Source data
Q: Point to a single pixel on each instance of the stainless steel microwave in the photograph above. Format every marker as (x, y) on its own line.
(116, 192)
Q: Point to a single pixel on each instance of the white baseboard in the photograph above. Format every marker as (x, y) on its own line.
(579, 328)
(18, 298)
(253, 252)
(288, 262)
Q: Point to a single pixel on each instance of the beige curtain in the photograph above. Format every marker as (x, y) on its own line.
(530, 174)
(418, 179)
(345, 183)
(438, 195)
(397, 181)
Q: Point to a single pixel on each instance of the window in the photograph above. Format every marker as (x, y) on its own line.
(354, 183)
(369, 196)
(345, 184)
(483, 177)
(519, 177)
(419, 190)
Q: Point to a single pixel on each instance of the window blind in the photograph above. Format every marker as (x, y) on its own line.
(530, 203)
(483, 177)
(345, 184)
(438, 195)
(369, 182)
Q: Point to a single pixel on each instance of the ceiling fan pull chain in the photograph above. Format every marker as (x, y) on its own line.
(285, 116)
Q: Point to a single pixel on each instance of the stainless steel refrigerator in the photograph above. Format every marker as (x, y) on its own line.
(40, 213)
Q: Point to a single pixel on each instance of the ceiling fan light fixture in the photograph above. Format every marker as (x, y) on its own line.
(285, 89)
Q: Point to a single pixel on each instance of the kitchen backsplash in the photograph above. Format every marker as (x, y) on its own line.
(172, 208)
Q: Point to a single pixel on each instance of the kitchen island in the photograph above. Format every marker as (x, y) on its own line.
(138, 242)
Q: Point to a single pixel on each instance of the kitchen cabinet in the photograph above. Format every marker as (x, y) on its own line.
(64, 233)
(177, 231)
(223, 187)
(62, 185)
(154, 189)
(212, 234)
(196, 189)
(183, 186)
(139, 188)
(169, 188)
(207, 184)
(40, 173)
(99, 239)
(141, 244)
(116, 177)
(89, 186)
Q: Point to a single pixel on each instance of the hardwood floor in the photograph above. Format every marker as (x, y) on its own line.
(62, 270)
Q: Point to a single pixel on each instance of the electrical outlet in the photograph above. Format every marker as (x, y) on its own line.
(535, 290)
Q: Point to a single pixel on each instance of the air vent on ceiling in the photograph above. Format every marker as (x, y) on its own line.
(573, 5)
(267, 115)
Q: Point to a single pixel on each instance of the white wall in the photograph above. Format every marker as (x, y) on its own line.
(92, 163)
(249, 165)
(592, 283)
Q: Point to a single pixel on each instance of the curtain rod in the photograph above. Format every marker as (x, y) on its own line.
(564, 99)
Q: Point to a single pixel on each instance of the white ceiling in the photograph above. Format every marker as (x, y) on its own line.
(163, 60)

• _Problem details_
Exact copies of the lines from the one containing "the white ceiling" through the final line of the records are all the answer should hold.

• _Answer box_
Q: Point to a single pixel on each instance of the white ceiling in the photograph above. Format every marker as (x, y) on its own line.
(163, 60)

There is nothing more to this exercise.